* [Aim of the task]: Give back every line of the material below word for word, leaving out the pictures.
>> Start Records for this task
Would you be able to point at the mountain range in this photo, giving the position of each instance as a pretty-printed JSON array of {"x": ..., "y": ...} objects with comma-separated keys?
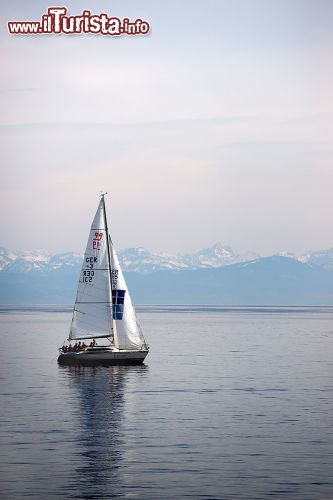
[
  {"x": 214, "y": 275},
  {"x": 140, "y": 260}
]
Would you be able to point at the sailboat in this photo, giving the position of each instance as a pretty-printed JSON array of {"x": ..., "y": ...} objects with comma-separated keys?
[{"x": 103, "y": 318}]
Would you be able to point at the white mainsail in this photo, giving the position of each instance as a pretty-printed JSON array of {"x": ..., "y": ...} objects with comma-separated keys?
[
  {"x": 127, "y": 332},
  {"x": 92, "y": 315}
]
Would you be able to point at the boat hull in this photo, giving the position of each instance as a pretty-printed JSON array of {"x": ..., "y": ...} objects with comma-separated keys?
[{"x": 104, "y": 357}]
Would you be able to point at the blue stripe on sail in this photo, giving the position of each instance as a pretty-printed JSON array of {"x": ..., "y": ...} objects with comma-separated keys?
[{"x": 118, "y": 297}]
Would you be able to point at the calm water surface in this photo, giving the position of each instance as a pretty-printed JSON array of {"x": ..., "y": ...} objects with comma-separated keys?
[{"x": 231, "y": 403}]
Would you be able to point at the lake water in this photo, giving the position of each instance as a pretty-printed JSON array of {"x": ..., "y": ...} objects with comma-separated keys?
[{"x": 231, "y": 403}]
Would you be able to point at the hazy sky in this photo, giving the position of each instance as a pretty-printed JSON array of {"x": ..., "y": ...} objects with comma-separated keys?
[{"x": 216, "y": 126}]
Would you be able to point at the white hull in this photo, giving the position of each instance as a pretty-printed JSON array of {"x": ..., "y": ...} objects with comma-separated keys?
[{"x": 103, "y": 356}]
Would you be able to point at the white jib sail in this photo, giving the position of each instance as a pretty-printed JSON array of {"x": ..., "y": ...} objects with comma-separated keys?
[
  {"x": 127, "y": 332},
  {"x": 92, "y": 315}
]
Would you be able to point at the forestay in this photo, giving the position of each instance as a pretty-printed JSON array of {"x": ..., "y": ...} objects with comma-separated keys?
[
  {"x": 127, "y": 332},
  {"x": 92, "y": 311}
]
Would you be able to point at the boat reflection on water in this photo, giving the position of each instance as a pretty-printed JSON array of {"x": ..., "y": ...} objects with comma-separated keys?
[{"x": 98, "y": 427}]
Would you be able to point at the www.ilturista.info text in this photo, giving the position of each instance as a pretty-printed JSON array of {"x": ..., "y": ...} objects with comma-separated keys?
[{"x": 56, "y": 21}]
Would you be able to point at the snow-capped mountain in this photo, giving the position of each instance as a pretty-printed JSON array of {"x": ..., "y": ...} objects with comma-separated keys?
[
  {"x": 25, "y": 262},
  {"x": 137, "y": 260},
  {"x": 140, "y": 260}
]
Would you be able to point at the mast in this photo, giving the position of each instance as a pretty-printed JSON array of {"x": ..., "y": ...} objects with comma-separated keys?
[{"x": 108, "y": 237}]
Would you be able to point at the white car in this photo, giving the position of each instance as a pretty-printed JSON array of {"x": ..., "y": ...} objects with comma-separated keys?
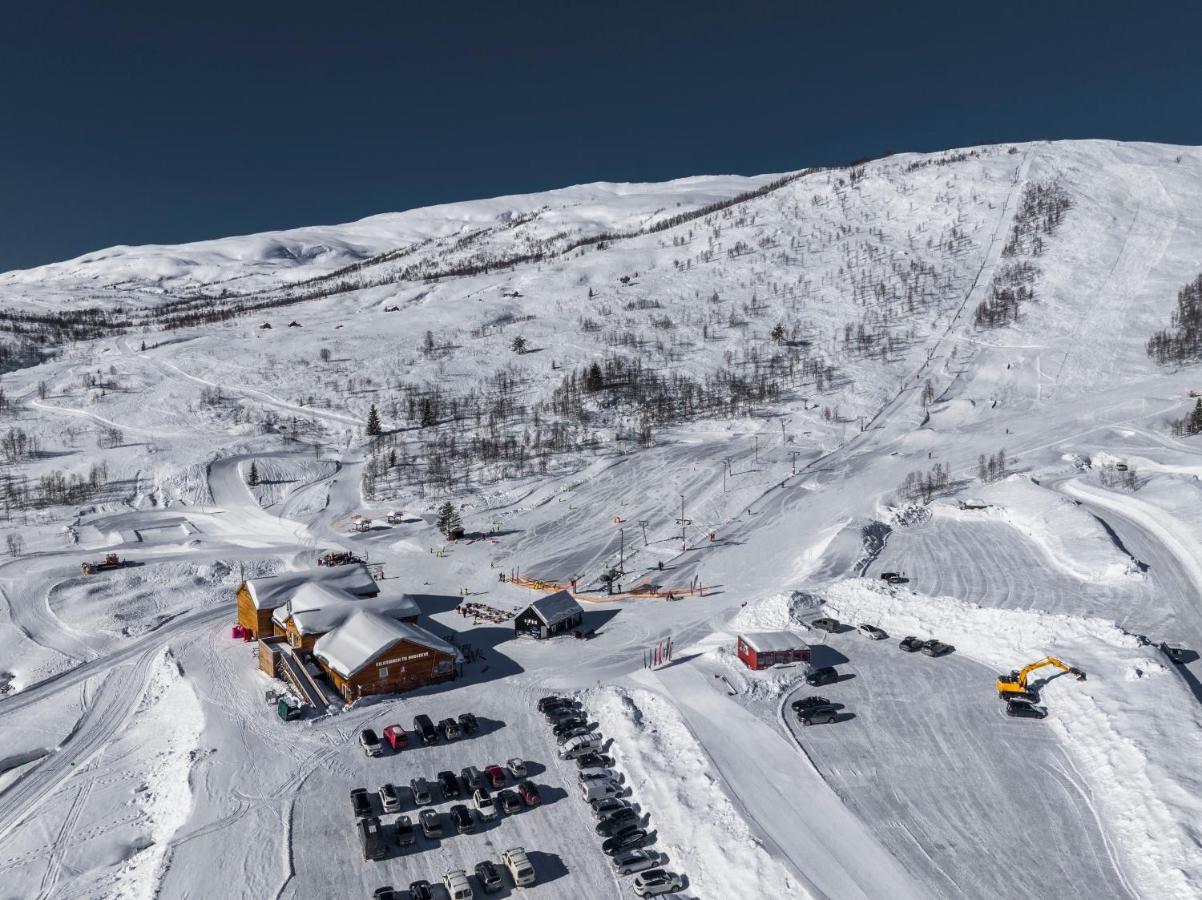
>> End Records for this task
* [Final answer]:
Would you be able to point at the mountain range in this photo, giving the position of each instance as a pretty-printed JSON array of {"x": ..., "y": ...} objects with comma-separated keys?
[
  {"x": 214, "y": 275},
  {"x": 140, "y": 260}
]
Would you be able to point at the sailboat in this photo, giving the position of each instance as a pretty-printed JSON array of {"x": ..., "y": ...} objects with comma-separated keys?
[{"x": 103, "y": 318}]
Would you be able to point at the white mainsail in this photo, giving the position of each instance as a pretty-printed JSON array of {"x": ..., "y": ...} objects with comma-separated keys?
[
  {"x": 127, "y": 332},
  {"x": 92, "y": 315}
]
Would you be able to point at the boat hull in this photo, giving the position of each instance as a pretty-printed JSON array of {"x": ..., "y": ...} objects with comma-separated keys?
[{"x": 104, "y": 357}]
Would you be able to point at the blue stripe on sail in this photo, giving the position of each instance as a pretty-printed JSON array of {"x": ..., "y": ...} objects with comma-separated keys?
[{"x": 118, "y": 297}]
Would you be able to point at the calm water surface in this photo, giving the position of each instance as a pretty-printed JSON array of {"x": ..., "y": ...} objects with comma-separated keys?
[{"x": 231, "y": 403}]
Would you be able to point at the lake water in this photo, giving the position of each instance as a pretty-printed JSON array of {"x": ..., "y": ...} objects with comma-separated keys?
[{"x": 231, "y": 403}]
Would you be able to point at the hazy sky in this photo, giving the position of each instance as a pretty-printed JSON array of {"x": ..., "y": ...} objects with comma-separated keys?
[{"x": 216, "y": 126}]
Would you be able to point at the white hull in this photo, giving the position of each instance as a pretty-printed JSON array of {"x": ..., "y": ...} objects with comma-separated keys?
[{"x": 103, "y": 356}]
Would you be able to point at the white jib sail in this photo, giving the position of each instance as a pretty-printed JSON array of {"x": ..., "y": ...} objects with comma-separated keys?
[
  {"x": 127, "y": 332},
  {"x": 92, "y": 315}
]
Would you be able to point at the forestay in this photo, giving the position of each instance as a pretty-printed JSON array of {"x": ..., "y": ...} objects with comma-separated keys?
[
  {"x": 127, "y": 332},
  {"x": 92, "y": 311}
]
Would you be able to point at the boat reflection on water in this photo, giving the position of each instance as a pretty-printed JSON array of {"x": ..., "y": ...} objects with comma-separated keys?
[{"x": 98, "y": 427}]
Would you be able to point at the www.ilturista.info text in this photo, giving the position of each instance as a pretty-printed JSON array of {"x": ..., "y": ...} objects with comma-separated keys?
[{"x": 56, "y": 21}]
Would you be able to point at the snow-capped mountain in this photo, giving the position of each instance as a pretty-printed JSON array of {"x": ..., "y": ...} objects with comma-separated keys?
[
  {"x": 25, "y": 262},
  {"x": 137, "y": 260},
  {"x": 140, "y": 260}
]
Would you be able to point at the mast in this photo, giving the position of each instance as a pretty-printed JSON array of {"x": ..., "y": ...} objects with comma-separated keys?
[{"x": 108, "y": 237}]
Would you be able to point at the white car in this photo, giving the position of each instance as a pretty-printed JSON array of {"x": ..., "y": ...} objects with comma-separated keys?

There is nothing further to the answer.